Exercise data |
[Begin]

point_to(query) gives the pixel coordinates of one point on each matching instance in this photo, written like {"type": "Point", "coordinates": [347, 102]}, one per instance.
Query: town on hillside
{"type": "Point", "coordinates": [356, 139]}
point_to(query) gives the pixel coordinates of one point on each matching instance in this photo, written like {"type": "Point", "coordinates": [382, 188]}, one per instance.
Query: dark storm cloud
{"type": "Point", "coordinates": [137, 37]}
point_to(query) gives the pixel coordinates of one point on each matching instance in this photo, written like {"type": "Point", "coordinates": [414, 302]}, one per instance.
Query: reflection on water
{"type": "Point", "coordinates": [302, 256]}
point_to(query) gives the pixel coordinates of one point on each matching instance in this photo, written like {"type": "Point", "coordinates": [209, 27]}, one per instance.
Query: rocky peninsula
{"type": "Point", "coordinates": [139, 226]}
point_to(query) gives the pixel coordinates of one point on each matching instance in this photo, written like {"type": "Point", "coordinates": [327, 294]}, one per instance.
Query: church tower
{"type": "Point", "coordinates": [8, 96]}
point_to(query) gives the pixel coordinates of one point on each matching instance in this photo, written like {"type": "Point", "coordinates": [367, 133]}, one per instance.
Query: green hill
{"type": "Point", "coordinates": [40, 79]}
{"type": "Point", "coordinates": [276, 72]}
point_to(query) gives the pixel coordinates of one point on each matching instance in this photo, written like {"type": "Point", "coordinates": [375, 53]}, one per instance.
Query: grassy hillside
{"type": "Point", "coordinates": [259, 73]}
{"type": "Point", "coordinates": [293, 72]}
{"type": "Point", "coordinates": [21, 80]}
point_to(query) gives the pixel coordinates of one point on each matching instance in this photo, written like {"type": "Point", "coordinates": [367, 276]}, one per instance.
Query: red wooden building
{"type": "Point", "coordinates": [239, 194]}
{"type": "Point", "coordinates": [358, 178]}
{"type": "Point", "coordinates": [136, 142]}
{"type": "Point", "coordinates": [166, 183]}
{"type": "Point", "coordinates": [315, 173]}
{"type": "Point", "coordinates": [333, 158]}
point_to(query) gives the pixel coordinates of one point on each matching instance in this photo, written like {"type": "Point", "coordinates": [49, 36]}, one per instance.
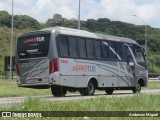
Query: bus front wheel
{"type": "Point", "coordinates": [109, 91]}
{"type": "Point", "coordinates": [137, 88]}
{"type": "Point", "coordinates": [58, 91]}
{"type": "Point", "coordinates": [89, 90]}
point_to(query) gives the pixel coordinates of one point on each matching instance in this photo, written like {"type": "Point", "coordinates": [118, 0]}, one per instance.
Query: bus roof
{"type": "Point", "coordinates": [84, 33]}
{"type": "Point", "coordinates": [80, 33]}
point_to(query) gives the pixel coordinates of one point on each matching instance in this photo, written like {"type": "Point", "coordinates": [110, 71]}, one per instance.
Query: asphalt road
{"type": "Point", "coordinates": [9, 101]}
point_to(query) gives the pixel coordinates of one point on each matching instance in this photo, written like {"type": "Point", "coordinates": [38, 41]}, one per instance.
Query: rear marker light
{"type": "Point", "coordinates": [53, 66]}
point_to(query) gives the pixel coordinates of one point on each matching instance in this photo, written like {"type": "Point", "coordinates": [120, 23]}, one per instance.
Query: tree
{"type": "Point", "coordinates": [5, 19]}
{"type": "Point", "coordinates": [25, 21]}
{"type": "Point", "coordinates": [57, 20]}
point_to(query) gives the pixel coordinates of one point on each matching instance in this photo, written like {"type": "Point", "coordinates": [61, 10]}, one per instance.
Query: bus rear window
{"type": "Point", "coordinates": [33, 46]}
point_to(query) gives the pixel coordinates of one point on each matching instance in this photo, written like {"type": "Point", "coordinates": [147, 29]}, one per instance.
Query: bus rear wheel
{"type": "Point", "coordinates": [89, 90]}
{"type": "Point", "coordinates": [58, 91]}
{"type": "Point", "coordinates": [137, 88]}
{"type": "Point", "coordinates": [109, 91]}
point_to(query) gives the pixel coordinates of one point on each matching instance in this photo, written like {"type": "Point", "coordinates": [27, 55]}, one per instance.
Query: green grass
{"type": "Point", "coordinates": [153, 85]}
{"type": "Point", "coordinates": [139, 102]}
{"type": "Point", "coordinates": [8, 88]}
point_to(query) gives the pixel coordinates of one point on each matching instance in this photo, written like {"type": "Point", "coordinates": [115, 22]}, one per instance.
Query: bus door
{"type": "Point", "coordinates": [131, 66]}
{"type": "Point", "coordinates": [140, 64]}
{"type": "Point", "coordinates": [33, 63]}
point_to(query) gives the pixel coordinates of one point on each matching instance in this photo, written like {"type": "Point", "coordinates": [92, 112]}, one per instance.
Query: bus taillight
{"type": "Point", "coordinates": [53, 66]}
{"type": "Point", "coordinates": [17, 70]}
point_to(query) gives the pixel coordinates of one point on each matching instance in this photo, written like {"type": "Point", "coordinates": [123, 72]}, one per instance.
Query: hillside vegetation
{"type": "Point", "coordinates": [24, 23]}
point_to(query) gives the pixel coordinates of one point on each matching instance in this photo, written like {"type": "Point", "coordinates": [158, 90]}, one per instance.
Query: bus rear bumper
{"type": "Point", "coordinates": [35, 86]}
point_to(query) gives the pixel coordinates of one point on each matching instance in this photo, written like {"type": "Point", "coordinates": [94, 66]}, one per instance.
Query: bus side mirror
{"type": "Point", "coordinates": [131, 63]}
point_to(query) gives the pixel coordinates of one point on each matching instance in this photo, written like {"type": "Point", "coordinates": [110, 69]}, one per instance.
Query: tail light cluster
{"type": "Point", "coordinates": [17, 70]}
{"type": "Point", "coordinates": [53, 66]}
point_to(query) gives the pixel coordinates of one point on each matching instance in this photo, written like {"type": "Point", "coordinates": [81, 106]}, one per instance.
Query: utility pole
{"type": "Point", "coordinates": [79, 14]}
{"type": "Point", "coordinates": [145, 32]}
{"type": "Point", "coordinates": [11, 44]}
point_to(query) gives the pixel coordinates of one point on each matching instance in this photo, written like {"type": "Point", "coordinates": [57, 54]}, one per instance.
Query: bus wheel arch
{"type": "Point", "coordinates": [138, 86]}
{"type": "Point", "coordinates": [141, 82]}
{"type": "Point", "coordinates": [58, 91]}
{"type": "Point", "coordinates": [90, 89]}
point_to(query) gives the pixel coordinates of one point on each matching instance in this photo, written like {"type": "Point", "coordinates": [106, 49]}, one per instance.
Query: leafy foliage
{"type": "Point", "coordinates": [24, 23]}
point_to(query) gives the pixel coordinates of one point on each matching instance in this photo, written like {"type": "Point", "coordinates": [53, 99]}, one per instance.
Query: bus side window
{"type": "Point", "coordinates": [98, 52]}
{"type": "Point", "coordinates": [105, 50]}
{"type": "Point", "coordinates": [73, 47]}
{"type": "Point", "coordinates": [90, 48]}
{"type": "Point", "coordinates": [129, 55]}
{"type": "Point", "coordinates": [82, 48]}
{"type": "Point", "coordinates": [64, 46]}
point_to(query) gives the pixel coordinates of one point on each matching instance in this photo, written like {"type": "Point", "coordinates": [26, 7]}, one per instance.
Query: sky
{"type": "Point", "coordinates": [147, 11]}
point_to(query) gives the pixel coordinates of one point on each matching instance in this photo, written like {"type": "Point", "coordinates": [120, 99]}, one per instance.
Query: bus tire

[End]

Goal of the exercise | Display, copied in full, each line above that includes the word "rear".

Result |
Query: rear marker light
Query: bus rear window
Query: bus rear wheel
Query: bus rear bumper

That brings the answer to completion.